• _COMPITI DA SVOLGERE_:
1 - Traduci in inglese questa frase del testo sul prosciutto cotto: "Nello scelto sono egualmente ammessi moltissimi additivi che vanno da polifosfati e proteine di soia o del latte fino al glutammato monosodico."
2 - Prosegui il testo sul prosciutto cotto a partire dall'ultima frase riportata.

Il Prosciutto Cotto: tutto quello che non vi hanno mai detto
In pochi probabilmente lo sapranno, ma in Italia dal 2005 esiste una normativa comunemente chiamata “decreto carni” che regolamenta moltissimi aspetti dei salumi che troviamo ogni giorno al supermercato o dal nostro salumiere di fiducia. Recentemente aggiornata per adattarsi ad alcune direttive europee in materia.
Uno dei protagonisti di questo decreto è senza dubbio l’amatissimo prosciutto cotto che può contare su ben tre categorie di legge: prosciutto cotto, prosciutto cotto scelto e prosciutto cotto di alta qualità.
La prima e più generica denominazione include sostanzialmente tutto, poiché consente di utilizzare tutte le parti della coscia di suino che possono essere poi pressate e incollate fra loro utilizzando la gelatina alimentare: può contenere sostanzialmente qualsiasi tipo di conservante e aromatizzante consentito dalla legge per gli insaccati, inclusi nitriti e nitrati.
Per le successive due categorie invece la legge ci dice che deve essere possibile identificare almeno tre dei quattro muscoli principali della coscia suina e quindi ci avviciniamo a quel concetto di prosciutto che tutti noi abbiamo. Una coscia di maiale lavorata e cotta, non più un insieme di pezzi tenuti insieme da un collante.
Nello scelto sono egualmente ammessi moltissimi additivi che vanno da polifosfati e proteine di soia o del latte fino al glutammato monosodico.

• _ESTRATTI DELLE RIGHE_:
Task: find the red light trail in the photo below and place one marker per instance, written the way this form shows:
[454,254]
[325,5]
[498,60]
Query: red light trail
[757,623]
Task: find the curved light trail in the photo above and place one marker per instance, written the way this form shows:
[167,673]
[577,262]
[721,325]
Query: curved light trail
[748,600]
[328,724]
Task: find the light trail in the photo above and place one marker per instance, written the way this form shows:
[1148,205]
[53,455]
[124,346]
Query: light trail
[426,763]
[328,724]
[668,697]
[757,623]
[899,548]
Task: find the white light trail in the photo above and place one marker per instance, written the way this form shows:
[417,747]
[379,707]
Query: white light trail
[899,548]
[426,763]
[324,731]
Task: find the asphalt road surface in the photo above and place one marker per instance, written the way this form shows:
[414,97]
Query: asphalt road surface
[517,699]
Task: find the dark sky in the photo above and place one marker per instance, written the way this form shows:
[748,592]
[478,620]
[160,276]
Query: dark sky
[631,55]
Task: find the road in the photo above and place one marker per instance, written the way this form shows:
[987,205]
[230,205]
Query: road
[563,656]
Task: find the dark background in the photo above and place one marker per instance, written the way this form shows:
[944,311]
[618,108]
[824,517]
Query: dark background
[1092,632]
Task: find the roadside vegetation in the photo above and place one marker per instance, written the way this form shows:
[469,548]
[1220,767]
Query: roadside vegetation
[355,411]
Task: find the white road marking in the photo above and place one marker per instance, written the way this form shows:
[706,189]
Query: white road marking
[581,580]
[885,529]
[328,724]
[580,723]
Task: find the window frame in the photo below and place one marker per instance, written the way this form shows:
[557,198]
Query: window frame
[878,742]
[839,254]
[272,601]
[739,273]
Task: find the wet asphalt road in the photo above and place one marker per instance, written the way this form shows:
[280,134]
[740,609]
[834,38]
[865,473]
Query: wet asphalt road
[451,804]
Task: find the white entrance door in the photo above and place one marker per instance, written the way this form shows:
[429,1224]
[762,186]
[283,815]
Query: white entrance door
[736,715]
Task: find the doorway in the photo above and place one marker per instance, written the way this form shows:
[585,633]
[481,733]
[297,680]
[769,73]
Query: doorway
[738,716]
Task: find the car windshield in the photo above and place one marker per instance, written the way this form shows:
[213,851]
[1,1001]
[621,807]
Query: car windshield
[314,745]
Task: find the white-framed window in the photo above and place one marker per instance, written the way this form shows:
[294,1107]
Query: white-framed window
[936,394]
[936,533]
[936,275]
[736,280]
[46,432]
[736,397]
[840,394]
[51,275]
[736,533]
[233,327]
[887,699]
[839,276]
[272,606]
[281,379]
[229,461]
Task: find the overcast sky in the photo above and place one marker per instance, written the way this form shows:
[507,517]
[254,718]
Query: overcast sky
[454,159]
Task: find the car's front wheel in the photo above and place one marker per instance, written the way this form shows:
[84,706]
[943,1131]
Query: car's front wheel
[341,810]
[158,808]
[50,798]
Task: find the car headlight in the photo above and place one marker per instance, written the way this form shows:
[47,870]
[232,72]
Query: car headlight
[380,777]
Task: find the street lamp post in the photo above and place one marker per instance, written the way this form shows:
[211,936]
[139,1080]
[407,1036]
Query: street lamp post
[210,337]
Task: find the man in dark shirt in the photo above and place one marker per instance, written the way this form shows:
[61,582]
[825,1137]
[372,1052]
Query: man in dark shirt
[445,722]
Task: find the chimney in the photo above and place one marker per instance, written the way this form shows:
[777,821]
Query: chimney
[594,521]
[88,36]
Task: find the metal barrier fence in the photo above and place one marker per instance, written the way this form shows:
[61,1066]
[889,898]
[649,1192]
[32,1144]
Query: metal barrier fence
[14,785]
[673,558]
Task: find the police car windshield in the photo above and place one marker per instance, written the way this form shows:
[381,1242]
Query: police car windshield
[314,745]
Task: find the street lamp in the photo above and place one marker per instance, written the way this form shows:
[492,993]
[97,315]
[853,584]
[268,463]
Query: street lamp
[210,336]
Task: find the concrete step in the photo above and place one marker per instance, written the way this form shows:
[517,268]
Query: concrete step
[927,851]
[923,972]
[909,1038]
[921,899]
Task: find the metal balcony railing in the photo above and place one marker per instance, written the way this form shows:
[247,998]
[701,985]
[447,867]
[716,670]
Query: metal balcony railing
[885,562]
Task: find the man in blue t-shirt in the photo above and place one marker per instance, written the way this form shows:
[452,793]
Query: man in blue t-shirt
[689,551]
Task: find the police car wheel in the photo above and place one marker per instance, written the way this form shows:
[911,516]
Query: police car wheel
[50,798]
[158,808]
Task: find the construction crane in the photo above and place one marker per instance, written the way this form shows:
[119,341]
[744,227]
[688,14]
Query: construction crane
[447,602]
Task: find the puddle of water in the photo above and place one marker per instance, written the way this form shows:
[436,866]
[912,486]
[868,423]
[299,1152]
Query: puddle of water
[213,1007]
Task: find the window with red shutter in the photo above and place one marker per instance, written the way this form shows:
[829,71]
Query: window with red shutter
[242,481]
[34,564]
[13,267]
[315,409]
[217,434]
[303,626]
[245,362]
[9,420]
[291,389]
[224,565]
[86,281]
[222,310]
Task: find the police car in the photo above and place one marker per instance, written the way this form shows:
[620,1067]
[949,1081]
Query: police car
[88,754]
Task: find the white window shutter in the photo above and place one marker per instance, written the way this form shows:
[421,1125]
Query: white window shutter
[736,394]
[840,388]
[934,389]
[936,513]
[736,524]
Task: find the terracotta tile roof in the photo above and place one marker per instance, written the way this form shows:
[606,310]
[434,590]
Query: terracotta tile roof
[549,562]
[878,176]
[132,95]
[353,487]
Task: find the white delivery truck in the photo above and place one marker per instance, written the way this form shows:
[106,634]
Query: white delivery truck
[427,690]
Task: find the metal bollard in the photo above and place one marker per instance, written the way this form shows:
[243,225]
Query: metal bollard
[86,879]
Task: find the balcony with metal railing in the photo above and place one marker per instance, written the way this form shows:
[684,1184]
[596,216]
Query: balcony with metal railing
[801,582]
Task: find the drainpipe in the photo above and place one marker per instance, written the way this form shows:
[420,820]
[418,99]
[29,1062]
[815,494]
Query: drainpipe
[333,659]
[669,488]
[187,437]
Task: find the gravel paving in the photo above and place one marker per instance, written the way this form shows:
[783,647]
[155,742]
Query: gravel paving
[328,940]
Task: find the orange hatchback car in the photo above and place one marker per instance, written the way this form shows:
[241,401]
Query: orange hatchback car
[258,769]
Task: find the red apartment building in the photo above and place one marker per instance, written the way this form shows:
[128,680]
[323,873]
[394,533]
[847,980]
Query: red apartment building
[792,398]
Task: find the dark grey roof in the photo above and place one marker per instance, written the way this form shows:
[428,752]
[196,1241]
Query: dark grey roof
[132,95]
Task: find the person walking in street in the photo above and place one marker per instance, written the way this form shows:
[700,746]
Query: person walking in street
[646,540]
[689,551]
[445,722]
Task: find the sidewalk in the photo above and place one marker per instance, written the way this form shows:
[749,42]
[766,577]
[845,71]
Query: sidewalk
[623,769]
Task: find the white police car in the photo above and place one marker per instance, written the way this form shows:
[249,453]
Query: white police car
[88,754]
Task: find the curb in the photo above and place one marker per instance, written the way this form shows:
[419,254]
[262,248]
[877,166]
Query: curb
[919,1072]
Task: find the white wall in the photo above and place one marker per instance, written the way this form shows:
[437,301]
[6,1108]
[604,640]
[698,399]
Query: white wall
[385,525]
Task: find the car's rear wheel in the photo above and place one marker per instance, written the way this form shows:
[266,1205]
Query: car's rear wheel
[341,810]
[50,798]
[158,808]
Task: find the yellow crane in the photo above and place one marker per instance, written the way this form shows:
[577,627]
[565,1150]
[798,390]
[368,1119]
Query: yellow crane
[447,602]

• _RISULTATI ATTESI_:
1 - In the "scelto" grade, a great many additives are likewise permitted, ranging from polyphosphates and soy or milk proteins to monosodium glutamate.

2 -
L’alta qualità invece prevede un numero più ristretto di additivi (comunque consentiti) anche se con la revisione 2016 del decreto carni perdiamo la possibilità di sapere se sono stati aggiunti aromi di sintesi oppure naturali.
Un altro fondamentale parametro preso in considerazione dalle categorie di legge è l’UPSD ovvero il tasso di umidità su prodotto sgrassato e deadditivato. In pratica più il prosciutto cotto è umido, cioè più contiene acqua, minore è la qualità del prodotto. La legge stabilisce un UPSD da 81 a 82 per il cotto, da 78,5 a 79,5 per il cotto scelto, da 75,5 a 76,5 per il cotto alta qualità. Parametri estremamente interessanti, ma non sufficienti ad essere un completo indicatore che ci consenta una scelta consapevole su base qualitativa.
Molti prosciutti etichettati Alta Qualità si rivelano poi estremamente carenti da un punto di vista organolettico/gustativo. Come sempre la cosa migliore è conoscere il produttore del salume, i metodi di produzione che utilizza, la provenienza della carne, le tecniche di cottura. Nell’era di internet oggi possiamo davvero farlo con pochissimi click ed evitare cocenti fregature rifilate spesso anche a carissimo prezzo.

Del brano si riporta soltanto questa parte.